EXCERPT TO READ:
[Start of Attachment]
There are scores, hundreds of interconnecting factors and variables that are involved in any type of mental illness. Why the emphasis on finding the right chemical mix? Because it is convenient, the treating physician never has to leave his desk, and it is less expensive and less time consuming than getting to the root of the problems.
Educators especially need to be aware of the many factors involved in the personality development of children, as well as the factors involved in children's behavior, and their difficulties in school. Bronfenbrenner's model of child psychology gives a much more plausible explanation and context from which to consider children's psychological difficulties than does the medical model.
Urie Bronfenbrenner has been an influential development psychologist in the past three decades. The family is the filter through which the larger society influences child development. The family should serve as a buffer against harmful elements in the culture at-large. When family life is damaging or emotionally hurtful, then that can lead to a host of diagnosable psychological of psychiatric problems in
children and
teens, or which can manifest itself in adult life.
Bronfennbreener distinguishes between microsystems, which would include settings that a child has in direct personal experience, and which contribute to the shaping of his personality, the family, a day-care center or
school, a job setting (for a teenager), and exosystems, which also affect the child's environment and hence the development of his or her personality. This would include the parents' work and workplace, as one example.
[End of Attachment]
EXCERPTED DATA:
[Start of Attachment]
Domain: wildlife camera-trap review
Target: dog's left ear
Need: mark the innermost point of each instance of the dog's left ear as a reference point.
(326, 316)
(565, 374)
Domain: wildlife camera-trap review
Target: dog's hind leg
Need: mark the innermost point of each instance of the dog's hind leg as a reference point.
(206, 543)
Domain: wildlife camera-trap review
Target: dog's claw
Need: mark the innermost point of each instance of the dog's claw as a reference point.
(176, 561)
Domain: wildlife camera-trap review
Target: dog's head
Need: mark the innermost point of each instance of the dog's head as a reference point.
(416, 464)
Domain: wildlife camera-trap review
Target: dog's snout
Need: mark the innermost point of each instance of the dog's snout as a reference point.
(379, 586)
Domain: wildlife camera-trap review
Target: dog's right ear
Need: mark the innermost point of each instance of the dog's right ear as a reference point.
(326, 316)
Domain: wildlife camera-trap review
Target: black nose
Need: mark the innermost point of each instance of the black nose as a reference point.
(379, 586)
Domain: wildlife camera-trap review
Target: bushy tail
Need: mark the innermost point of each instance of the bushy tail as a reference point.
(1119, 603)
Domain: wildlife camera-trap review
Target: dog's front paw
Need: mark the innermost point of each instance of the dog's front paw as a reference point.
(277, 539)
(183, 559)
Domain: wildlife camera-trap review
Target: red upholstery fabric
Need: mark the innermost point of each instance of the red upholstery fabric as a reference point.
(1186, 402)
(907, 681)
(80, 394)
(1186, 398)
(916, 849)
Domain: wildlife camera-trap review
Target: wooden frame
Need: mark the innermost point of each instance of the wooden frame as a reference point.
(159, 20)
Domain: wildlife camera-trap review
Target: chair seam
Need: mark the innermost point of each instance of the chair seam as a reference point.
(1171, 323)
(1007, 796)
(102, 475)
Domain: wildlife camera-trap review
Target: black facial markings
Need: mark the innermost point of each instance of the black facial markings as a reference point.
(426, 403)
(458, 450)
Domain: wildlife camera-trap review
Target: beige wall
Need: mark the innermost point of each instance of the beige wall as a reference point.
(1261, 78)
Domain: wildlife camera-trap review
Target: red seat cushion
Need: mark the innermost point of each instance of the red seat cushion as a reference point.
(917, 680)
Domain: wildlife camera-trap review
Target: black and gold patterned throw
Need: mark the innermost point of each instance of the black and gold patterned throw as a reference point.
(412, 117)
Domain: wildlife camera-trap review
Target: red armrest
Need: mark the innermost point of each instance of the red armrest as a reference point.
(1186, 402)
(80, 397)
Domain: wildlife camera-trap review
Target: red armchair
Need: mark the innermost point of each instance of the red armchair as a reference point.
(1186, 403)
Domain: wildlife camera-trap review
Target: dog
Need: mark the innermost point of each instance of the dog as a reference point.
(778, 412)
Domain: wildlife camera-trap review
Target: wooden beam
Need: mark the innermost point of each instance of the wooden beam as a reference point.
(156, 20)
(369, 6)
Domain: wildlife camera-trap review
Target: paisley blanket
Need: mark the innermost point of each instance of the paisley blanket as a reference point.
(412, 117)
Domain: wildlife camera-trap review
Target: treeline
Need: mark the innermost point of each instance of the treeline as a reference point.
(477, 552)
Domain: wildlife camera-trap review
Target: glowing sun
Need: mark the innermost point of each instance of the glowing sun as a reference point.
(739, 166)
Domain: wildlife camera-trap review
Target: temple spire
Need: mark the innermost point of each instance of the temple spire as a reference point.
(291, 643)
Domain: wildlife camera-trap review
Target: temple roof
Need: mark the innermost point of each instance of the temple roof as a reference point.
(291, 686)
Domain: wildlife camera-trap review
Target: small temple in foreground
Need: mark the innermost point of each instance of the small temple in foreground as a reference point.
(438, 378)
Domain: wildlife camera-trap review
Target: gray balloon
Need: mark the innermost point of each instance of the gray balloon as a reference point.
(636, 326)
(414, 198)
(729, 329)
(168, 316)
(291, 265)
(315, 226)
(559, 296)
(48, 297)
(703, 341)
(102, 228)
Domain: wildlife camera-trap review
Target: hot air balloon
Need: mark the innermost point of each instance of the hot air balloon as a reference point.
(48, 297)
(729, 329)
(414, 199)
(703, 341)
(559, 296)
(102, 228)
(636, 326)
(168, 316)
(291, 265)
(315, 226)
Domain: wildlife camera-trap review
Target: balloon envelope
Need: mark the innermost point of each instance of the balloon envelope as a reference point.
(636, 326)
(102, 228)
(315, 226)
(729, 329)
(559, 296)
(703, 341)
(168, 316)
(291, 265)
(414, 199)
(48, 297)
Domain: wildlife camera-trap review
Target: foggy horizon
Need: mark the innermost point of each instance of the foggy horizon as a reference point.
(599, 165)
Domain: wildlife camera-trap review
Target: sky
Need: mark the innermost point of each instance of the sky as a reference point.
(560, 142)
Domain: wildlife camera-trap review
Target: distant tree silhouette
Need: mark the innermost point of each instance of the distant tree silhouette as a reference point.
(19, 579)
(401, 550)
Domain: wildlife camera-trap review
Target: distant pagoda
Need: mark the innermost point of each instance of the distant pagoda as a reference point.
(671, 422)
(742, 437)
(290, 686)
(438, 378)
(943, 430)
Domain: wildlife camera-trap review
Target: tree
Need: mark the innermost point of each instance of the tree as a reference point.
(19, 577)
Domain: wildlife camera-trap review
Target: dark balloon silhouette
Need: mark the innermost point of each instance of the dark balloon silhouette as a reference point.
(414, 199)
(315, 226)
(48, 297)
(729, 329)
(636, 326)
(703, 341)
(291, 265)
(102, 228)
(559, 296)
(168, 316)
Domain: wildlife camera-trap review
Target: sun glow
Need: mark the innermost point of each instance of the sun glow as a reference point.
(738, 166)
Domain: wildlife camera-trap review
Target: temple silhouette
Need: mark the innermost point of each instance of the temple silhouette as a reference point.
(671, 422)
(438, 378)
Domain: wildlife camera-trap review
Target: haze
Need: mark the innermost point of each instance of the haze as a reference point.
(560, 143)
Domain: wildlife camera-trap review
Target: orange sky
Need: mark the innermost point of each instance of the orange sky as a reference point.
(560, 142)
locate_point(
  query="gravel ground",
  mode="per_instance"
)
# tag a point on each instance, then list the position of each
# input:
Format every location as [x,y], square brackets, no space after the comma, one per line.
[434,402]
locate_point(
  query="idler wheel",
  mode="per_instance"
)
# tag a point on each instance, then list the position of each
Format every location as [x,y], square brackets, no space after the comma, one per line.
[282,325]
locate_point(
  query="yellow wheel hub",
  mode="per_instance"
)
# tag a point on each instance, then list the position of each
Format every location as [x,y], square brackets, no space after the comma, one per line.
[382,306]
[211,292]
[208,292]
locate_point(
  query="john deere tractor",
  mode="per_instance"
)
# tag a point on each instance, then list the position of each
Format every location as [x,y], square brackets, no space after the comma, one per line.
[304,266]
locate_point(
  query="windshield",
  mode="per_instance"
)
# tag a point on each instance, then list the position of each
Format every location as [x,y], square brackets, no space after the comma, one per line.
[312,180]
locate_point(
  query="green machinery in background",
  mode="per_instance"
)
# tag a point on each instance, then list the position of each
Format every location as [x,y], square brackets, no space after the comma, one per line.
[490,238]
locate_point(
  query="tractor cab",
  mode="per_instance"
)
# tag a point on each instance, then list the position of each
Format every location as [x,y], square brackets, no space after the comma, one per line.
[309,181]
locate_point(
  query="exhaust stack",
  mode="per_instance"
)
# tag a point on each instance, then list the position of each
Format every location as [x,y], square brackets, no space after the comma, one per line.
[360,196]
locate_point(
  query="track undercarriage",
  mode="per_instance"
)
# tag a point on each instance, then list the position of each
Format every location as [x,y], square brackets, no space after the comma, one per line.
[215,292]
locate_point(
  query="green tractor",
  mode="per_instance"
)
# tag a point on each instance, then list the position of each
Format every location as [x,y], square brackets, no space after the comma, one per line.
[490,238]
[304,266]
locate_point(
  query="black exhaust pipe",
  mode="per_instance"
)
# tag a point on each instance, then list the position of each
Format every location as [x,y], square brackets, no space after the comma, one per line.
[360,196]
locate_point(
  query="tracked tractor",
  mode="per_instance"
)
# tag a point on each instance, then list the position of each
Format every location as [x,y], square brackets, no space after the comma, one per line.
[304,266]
[End of Attachment]
PARTS OF THE EXERCISE:
• 1. Answer the following questions using the excerpt on child psychology.
(a) Through what does the larger society influence child development?
(b) What is given as one example of an exosystem?
(c) What three reasons are offered for the emphasis on finding the right chemical mix?
• 2. Rewrite the excerpt on child psychology from "There are scores, hundreds" to "the medical model.", substituting "Teachers" for "Educators".
• 3. Extend the excerpt on child psychology beyond its final sentence.

ANSWERS TO THE TASKS:
• 1.
(a) The family.
(b) The parents' work and workplace.
(c) It is convenient, the treating physician never has to leave his desk, and it is less expensive and less time consuming than getting to the root of the problems.

• 2.
There are scores, hundreds of interconnecting factors and variables that are involved in any type of mental illness. Why the emphasis on finding the right chemical mix? Because it is convenient, the treating physician never has to leave his desk, and it is less expensive and less time consuming than getting to the root of the problems.
Teachers especially need to be aware of the many factors involved in the personality development of children, as well as the factors involved in children's behavior, and their difficulties in school. Bronfenbrenner's model of child psychology gives a much more plausible explanation and context from which to consider children's psychological difficulties than does the medical model.

• 3.
Also the macrosystem in which the child lives influences both his behavior and personal growth, the neighborhood in which the family lives, the ethnic identity of the family, and the larger culture in which the entire system exists, are part of this macrosystem.
So we see that there is a complex set of relationships that affect a child's behavior, personality, and adjustment. Most research involving
children and psychological difficulties examine only small pieces of the total ecological system. So that much of what is learned is "piecemeal rather than systemic." (Bee, H.; Boyd, D., 2007; pp. 363,364).
A biological/medical model of children's psychological difficulties, then, is very short-sighted. It fails to take into consideration all of the many factors that influence a child's personality or to push them off to the side as if they were only of secondary importance. Biology, genetics, are one small part of the complete picture. In a hundred piece puzzle, biology and genetics might be two pieces in the puzzle. This is what most
psychiatrists have been trained in, that most funding for research and clinical studies have concentrated on, that is pharmaceutical research, partly because the most money to be made (from pharmaceutical companies) can be found in research dedicated to making new pharmaceuticals and genetic research.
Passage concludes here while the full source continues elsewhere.